§ AIM
Render the items below as a two-column CSV with the headers "query" and "reply", starting at the line containing "In which part of the frame is the white cloud" and ending at the last item. Give one row per item, with its text and its answer each in a single quoted field and any line breaks replaced by spaces.

§ MATERIAL PROVIDED
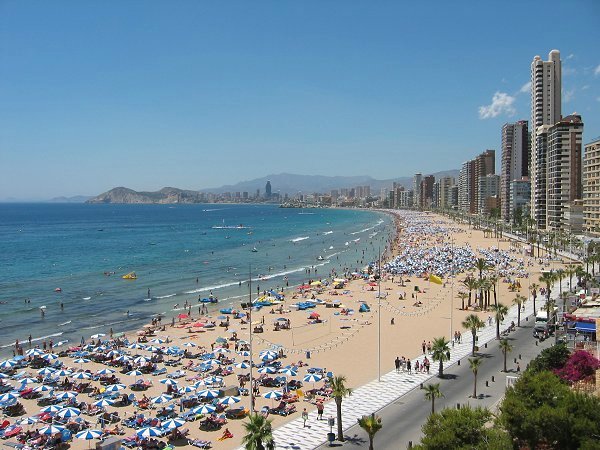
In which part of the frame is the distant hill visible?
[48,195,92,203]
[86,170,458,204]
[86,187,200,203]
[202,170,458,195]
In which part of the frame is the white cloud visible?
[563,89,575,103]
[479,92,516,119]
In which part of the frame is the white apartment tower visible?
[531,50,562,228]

§ RESULT FOR THIS EXERCISE
query,reply
"In which part of the frame is the white cloud visible?","[563,89,575,103] [479,92,516,119]"
"In which part of the frame is the white apartment tower visible?","[531,50,562,228]"